Provided text:
Calcifer12 · 20/11/2020 12:03

I'm sorry you're struggling so much OP. But it really does sound like you need some more therapy to deal with this.

With respect, most people lose their parents in adulthood. Many people by their 40s will have lost their parents. It's not just you, and you cannot stop other people from talking about theirs.

These are things that happened quite some time ago, and if you still have such very strong reactions to photos of a friends mother, or them talking about having more than 1 child, then it does indeed sound like you have not dealt with it. Don't you think further therapy would benefit you?

Fathhopeandcharity · 20/11/2020 12:32

@Calcifer12 Lots of my friends are in their late 50’s and their parents are still alive. It wasn’t just my parents dying when I was 38 and 39. It was mainly my husband dying when I was 41 and the fact that I couldn’t then have any more children. I did say in my OP that I have recently been diagnosed with repressed anxiety and am waiting for counselling.

Task to complete:
Quote the forum exchange from "I'm sorry you're" to "talking about theirs.".

Study material:

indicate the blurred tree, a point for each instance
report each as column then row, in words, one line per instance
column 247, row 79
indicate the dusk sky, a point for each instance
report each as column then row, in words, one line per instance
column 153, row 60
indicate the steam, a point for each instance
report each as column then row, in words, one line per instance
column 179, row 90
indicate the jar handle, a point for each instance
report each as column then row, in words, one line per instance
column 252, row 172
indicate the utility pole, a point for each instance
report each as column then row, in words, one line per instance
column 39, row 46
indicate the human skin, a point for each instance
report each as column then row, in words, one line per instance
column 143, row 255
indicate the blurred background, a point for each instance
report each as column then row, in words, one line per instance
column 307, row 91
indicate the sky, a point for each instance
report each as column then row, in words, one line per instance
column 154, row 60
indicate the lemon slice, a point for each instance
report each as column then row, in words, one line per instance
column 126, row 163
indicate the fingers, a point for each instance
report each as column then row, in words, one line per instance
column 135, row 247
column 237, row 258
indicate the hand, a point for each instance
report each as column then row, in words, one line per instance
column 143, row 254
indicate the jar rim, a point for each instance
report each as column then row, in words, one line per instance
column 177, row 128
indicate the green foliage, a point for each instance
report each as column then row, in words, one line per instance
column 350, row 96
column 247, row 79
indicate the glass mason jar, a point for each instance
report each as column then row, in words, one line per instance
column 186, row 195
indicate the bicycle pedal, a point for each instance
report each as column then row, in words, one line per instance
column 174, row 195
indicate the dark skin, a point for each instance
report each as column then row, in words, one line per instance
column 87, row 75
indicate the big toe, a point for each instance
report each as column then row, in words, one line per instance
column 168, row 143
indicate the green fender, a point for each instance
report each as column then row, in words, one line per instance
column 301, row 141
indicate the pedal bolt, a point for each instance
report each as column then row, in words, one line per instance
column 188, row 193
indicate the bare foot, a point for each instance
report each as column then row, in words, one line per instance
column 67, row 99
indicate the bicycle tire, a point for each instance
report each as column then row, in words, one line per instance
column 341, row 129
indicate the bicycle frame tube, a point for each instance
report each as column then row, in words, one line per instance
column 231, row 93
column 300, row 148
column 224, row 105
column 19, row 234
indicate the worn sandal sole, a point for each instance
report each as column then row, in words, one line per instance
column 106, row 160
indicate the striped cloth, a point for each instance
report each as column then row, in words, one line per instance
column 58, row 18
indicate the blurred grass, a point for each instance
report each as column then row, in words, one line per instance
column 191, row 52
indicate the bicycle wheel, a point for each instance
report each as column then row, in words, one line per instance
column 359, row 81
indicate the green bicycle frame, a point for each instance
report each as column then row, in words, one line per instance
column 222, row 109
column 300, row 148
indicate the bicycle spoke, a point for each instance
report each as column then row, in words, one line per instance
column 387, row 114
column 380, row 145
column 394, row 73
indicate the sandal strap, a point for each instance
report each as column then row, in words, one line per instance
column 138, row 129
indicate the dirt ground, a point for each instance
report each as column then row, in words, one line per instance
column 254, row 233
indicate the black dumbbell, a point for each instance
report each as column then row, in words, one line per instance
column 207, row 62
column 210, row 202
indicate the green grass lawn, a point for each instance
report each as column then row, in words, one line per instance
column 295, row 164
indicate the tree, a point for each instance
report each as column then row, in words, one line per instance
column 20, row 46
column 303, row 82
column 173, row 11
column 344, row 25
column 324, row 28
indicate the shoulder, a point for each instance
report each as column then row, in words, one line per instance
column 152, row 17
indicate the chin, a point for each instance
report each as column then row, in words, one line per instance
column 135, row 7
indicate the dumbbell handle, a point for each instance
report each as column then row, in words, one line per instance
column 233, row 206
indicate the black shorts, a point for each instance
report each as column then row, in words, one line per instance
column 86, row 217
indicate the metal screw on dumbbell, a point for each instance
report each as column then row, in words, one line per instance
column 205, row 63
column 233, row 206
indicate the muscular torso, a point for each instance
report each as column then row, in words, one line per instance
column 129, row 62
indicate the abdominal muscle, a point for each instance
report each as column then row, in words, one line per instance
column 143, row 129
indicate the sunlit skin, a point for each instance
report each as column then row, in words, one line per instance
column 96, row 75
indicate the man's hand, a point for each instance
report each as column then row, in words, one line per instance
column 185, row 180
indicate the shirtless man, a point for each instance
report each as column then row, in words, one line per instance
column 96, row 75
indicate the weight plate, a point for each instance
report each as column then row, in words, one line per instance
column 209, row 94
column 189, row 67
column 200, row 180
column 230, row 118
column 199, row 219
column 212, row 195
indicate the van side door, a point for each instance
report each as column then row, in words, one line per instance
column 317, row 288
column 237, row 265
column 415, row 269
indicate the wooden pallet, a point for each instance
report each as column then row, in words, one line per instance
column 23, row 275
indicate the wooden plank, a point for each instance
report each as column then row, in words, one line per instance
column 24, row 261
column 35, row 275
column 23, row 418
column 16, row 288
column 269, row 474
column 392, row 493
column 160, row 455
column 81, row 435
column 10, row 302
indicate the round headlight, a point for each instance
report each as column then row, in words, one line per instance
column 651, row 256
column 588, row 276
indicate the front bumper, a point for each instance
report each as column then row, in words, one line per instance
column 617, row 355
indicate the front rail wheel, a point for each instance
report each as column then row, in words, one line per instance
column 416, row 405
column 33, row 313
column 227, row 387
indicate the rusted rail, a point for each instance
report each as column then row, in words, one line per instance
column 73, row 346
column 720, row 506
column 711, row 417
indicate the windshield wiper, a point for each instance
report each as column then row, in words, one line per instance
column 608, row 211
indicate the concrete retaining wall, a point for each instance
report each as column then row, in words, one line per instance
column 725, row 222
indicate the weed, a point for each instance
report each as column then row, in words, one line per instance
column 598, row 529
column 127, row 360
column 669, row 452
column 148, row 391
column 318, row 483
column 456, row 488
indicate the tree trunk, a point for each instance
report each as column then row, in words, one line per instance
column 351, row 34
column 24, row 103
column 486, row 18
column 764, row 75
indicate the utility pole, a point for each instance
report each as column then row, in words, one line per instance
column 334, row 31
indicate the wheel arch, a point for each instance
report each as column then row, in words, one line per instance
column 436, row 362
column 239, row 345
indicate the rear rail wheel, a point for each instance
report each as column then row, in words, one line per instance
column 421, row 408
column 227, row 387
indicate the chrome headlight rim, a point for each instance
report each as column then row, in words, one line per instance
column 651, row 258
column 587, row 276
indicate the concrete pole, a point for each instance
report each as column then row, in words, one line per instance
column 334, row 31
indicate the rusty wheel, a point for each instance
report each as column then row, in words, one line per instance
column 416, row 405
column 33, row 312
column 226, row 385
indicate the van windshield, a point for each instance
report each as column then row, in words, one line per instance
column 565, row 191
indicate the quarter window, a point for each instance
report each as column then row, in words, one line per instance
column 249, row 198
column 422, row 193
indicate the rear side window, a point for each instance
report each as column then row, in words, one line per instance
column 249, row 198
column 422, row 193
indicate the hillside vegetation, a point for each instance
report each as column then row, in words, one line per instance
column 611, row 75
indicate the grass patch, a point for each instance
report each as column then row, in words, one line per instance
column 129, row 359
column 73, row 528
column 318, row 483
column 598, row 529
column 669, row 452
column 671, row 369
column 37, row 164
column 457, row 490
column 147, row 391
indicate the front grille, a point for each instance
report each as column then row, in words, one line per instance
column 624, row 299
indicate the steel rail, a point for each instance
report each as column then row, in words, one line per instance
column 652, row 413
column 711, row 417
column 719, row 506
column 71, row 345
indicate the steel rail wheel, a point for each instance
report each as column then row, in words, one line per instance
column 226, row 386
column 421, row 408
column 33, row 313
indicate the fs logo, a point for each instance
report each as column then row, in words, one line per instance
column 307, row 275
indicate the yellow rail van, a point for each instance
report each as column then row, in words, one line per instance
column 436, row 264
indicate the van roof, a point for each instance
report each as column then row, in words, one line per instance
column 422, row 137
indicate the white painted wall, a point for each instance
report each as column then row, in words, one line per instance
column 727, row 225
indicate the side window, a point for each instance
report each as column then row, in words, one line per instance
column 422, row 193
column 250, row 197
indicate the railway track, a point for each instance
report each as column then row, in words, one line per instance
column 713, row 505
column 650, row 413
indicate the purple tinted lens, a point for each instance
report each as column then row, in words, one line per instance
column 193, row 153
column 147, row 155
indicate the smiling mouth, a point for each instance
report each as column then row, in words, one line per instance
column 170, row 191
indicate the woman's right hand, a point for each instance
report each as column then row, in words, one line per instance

Output below:
I'm sorry you're struggling so much OP. But it really does sound like you need some more therapy to deal with this.

With respect, most people lose their parents in adulthood. Many people by their 40s will have lost their parents. It's not just you, and you cannot stop other people from talking about theirs.